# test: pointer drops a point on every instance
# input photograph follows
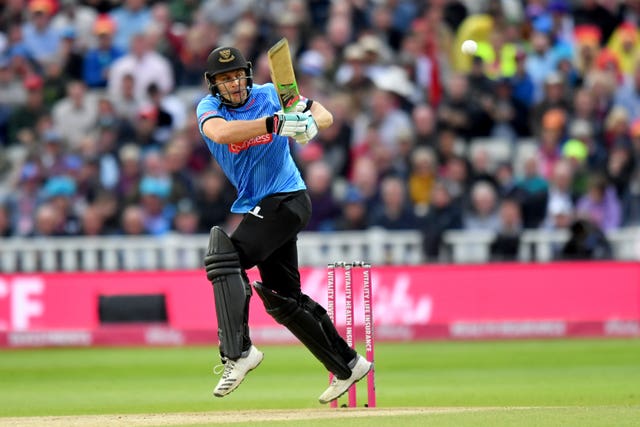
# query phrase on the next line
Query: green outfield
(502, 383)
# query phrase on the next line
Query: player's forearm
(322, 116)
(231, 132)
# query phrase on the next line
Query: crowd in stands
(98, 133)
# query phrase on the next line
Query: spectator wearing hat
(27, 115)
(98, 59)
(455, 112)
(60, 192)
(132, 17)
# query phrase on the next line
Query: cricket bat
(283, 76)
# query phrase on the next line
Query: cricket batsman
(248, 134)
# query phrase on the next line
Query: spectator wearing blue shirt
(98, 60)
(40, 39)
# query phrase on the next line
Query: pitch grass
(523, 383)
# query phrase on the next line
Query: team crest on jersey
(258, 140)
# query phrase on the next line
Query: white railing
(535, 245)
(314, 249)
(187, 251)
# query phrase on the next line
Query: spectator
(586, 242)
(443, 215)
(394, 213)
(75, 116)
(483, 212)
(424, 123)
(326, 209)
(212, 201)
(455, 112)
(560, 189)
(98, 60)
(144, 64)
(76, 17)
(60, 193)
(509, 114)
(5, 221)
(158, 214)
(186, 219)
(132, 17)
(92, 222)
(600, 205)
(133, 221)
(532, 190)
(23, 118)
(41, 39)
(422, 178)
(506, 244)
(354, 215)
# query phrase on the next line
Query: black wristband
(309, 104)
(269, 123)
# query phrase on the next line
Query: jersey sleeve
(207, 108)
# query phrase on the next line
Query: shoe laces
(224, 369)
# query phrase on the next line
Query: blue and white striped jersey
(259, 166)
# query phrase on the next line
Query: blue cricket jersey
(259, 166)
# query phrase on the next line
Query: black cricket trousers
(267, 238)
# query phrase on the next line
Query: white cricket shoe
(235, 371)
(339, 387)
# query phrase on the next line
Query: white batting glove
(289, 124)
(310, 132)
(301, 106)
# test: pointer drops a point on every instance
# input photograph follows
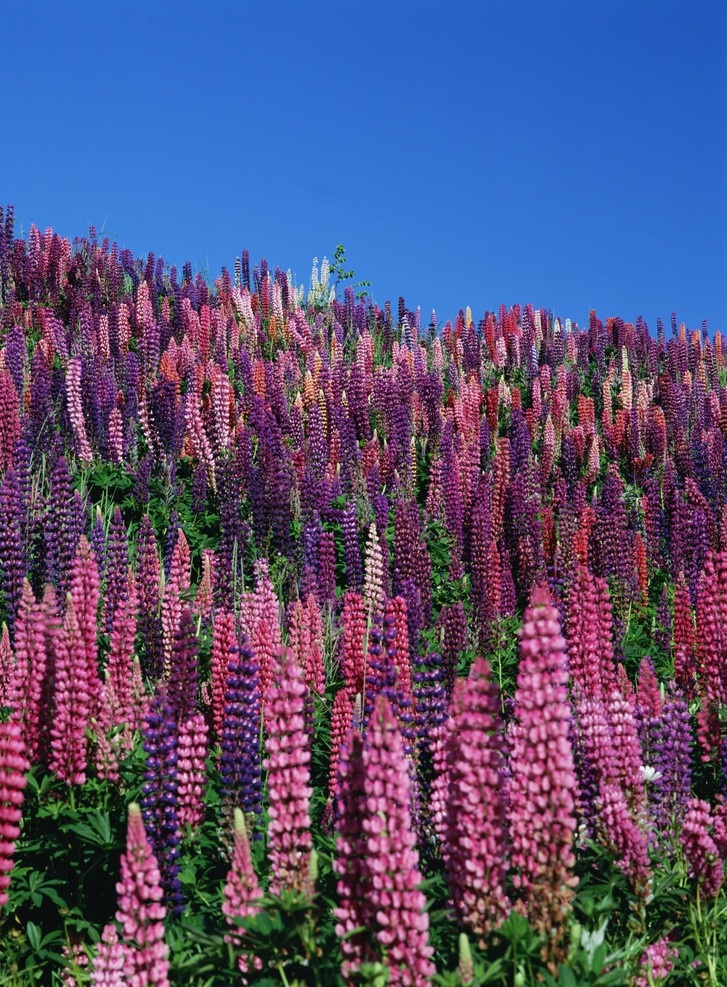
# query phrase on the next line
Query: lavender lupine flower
◇ ◇ ◇ ◇ ◇ ◇ ◇
What you have to do:
Your task is to copy the entries in full and exactly, without any images.

Correct answer:
# test: pointer drops a point on every instance
# input photograph follows
# query phrase on the next line
Query: green outfield
(502, 383)
# query phrase on the next line
Query: player's forearm
(322, 116)
(231, 132)
# query phrase on the next line
Query: crowd in stands
(98, 133)
# query phrase on the next line
Query: spectator wearing hat
(27, 115)
(98, 59)
(455, 112)
(60, 192)
(132, 17)
# query phrase on the next line
Query: cricket bat
(283, 76)
# query phrase on the next line
Query: cricket batsman
(248, 134)
# query phrase on the next line
Query: spectator wearing blue shirt
(98, 60)
(40, 39)
# query phrase on the next line
Query: pitch grass
(523, 383)
# query phrase on the next line
Query: team crest on jersey
(258, 140)
# query phrase on the next line
Query: white railing
(535, 245)
(314, 249)
(187, 251)
# query phrase on the next line
Query: spectator
(586, 242)
(443, 215)
(394, 213)
(75, 116)
(483, 212)
(424, 123)
(326, 209)
(212, 201)
(455, 112)
(560, 189)
(98, 60)
(144, 64)
(76, 17)
(60, 193)
(509, 114)
(5, 221)
(158, 214)
(186, 219)
(132, 17)
(92, 222)
(600, 205)
(133, 221)
(532, 190)
(23, 118)
(41, 39)
(422, 178)
(506, 244)
(354, 215)
# query phrase on the next line
Query: black wristband
(309, 104)
(269, 123)
# query phrase on the next line
Query: jersey sleeve
(207, 108)
# query phrase on the next line
Query: shoe laces
(224, 369)
# query phrase on the next line
Query: blue and white striped jersey
(259, 166)
# query phrase on the next line
Query: blue cricket jersey
(259, 166)
# query phrase on the next line
Query: black cricket trousers
(267, 238)
# query phrase on the next line
Query: white cricket shoe
(235, 371)
(339, 387)
# query phrase on the next line
Query: white batting glove
(289, 124)
(310, 132)
(301, 106)
# test: pointer drops a point on every instance
# input photograph follows
# query phrase on the next line
Query: lavender lupine flower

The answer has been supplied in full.